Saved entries
↓
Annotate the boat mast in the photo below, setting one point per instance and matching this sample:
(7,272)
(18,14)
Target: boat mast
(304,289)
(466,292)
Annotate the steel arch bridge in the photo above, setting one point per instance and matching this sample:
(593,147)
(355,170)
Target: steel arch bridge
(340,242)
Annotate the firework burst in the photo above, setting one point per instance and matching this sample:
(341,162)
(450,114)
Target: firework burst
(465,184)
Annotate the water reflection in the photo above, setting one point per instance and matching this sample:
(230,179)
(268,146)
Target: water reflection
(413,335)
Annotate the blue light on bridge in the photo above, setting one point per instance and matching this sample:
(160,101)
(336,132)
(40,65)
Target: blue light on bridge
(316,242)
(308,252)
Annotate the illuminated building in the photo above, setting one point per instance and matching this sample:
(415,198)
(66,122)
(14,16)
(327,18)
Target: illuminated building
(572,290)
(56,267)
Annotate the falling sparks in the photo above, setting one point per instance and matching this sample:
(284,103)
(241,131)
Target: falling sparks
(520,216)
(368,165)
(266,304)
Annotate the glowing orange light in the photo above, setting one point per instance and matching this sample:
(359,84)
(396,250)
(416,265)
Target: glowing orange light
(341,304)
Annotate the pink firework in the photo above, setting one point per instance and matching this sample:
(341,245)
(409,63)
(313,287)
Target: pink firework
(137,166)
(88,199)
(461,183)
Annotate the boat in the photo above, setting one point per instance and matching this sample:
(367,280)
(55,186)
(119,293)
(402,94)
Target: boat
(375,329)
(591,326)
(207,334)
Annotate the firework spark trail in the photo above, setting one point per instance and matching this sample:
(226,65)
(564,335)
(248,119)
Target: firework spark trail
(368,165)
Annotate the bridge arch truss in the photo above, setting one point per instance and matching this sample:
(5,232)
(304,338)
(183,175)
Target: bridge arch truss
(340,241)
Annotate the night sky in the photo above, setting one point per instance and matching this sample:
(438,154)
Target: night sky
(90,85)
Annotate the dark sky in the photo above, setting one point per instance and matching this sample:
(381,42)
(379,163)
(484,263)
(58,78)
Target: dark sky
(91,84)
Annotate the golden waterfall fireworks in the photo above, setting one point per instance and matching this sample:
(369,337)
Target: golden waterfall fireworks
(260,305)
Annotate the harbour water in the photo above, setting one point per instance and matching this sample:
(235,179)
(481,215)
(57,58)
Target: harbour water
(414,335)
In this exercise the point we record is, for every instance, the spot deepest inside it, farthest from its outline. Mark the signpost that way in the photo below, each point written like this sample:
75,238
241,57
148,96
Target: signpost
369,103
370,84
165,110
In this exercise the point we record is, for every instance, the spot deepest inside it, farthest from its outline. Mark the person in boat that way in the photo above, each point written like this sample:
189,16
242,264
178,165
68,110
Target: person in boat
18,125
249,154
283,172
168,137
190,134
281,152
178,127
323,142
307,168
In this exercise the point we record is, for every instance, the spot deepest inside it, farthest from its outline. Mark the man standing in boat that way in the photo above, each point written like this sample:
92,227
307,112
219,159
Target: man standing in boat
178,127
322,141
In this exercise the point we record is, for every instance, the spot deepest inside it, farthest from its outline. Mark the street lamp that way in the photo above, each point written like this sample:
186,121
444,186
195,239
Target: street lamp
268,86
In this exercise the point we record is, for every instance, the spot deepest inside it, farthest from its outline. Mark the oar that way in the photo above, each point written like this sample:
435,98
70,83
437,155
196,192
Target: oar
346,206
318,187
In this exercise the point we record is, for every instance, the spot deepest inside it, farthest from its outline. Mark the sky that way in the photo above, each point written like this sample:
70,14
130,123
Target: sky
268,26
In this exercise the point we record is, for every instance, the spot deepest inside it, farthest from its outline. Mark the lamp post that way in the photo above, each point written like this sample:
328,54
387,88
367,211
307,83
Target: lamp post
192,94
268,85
↑
### To do
Restate the records, all of them, precisely as written.

### Task solution
Annotate the boat mast in the photo below, setting one point per instance and matching this sample:
(7,272)
(18,14)
Target: boat mast
(304,289)
(466,292)
Annotate the steel arch bridge in the photo above, setting one point per instance and matching this sample:
(593,147)
(355,170)
Target: steel arch bridge
(340,242)
Annotate the firework burst in the photo above, setting one point per instance and matching this sample:
(341,162)
(450,114)
Target: firework burst
(465,184)
Annotate the water reflection in the photo above, setting one point per instance and matching this sample:
(230,179)
(268,146)
Target: water reflection
(413,335)
Annotate the blue light on bridge in the photo above, setting one point per instance and matching this sample:
(160,101)
(336,132)
(40,65)
Target: blue light on bridge
(316,242)
(308,252)
Annotate the illuminated building in the photo above, setting one point per instance and matching this sample:
(415,198)
(66,122)
(14,16)
(327,18)
Target: illuminated building
(572,290)
(56,267)
Annotate the falling sparks in the photo above, setting one point per instance and matching this sample:
(284,103)
(241,131)
Target: falling sparks
(520,216)
(368,165)
(266,304)
Annotate the glowing orange light in the photo above, setting one point per instance and matching this sample:
(359,84)
(396,250)
(416,265)
Target: glowing orange light
(341,304)
Annotate the pink firework in the photo above, setting one point per instance and matching this sample:
(341,245)
(409,63)
(313,287)
Target: pink firework
(137,166)
(88,199)
(461,183)
Annotate the boat in the photo above, setting one point per instance and matching this sample:
(367,280)
(55,186)
(119,293)
(402,94)
Target: boat
(375,329)
(591,326)
(207,334)
Annotate the firework spark trail in the photo above, setting one point per instance and matching this sample:
(226,65)
(564,335)
(248,119)
Target: firework spark trail
(368,165)
Annotate the bridge arch truss in the photo above, setting one point per instance and matching this sample:
(5,232)
(304,338)
(183,175)
Target: bridge arch truss
(340,241)
Annotate the night sky in the photo above, setting one point per instance and matching this sample:
(438,154)
Target: night sky
(90,85)
Annotate the dark sky in the photo above, setting one point per instance and matching this sample:
(381,42)
(379,163)
(484,263)
(58,78)
Target: dark sky
(91,84)
Annotate the golden waterfall fireworks in the photo above, setting one point per instance and matching this sample:
(369,337)
Target: golden waterfall fireworks
(260,305)
Annotate the harbour water in the photo above, setting one point per instance and matching this sample:
(235,179)
(481,215)
(57,58)
Target: harbour water
(414,335)
In this exercise the point we record is, for every instance, the spot deepest inside it, farthest from its outline. Mark the signpost that way in the photo below, each point written like this sample:
75,238
241,57
148,96
Target: signpost
369,103
370,84
165,110
In this exercise the point we record is, for every instance, the spot deepest inside it, farthest from its outline. Mark the person in boat that way in the photo above, each point written like this sample:
189,16
242,264
178,165
68,110
Target: person in boat
18,125
249,154
283,172
168,137
190,134
281,152
178,127
323,142
307,168
In this exercise the point we record is, for every instance, the spot deepest inside it, farthest from its outline. Mark the man standing in boat that way in the photo above, each point written like this sample:
92,227
307,112
219,159
Target: man standing in boat
178,127
322,141
In this exercise the point we record is, for every instance, the spot deepest inside it, farthest from its outline. Mark the street lamp that way in the photo above, each point written like this sample:
186,121
444,186
195,239
Target: street lamp
268,86
In this exercise the point we record is, for every instance, the spot deepest inside it, farthest from its outline. Mark the oar that way in the photo above, each point written like this sample:
435,98
70,83
437,155
196,192
Target: oar
346,206
318,187
In this exercise the point we record is, for every instance, the spot deepest inside it, farthest from its outline. Mark the sky that way in the photo above, each point written like this sample:
70,14
130,123
Target: sky
268,26
In this exercise the point we record is, for every instance, the spot deepest inside it, farthest from its outline. Mark the lamp post that way in the photo above, each point written like this sample:
328,54
387,88
367,211
307,83
Target: lamp post
192,94
268,85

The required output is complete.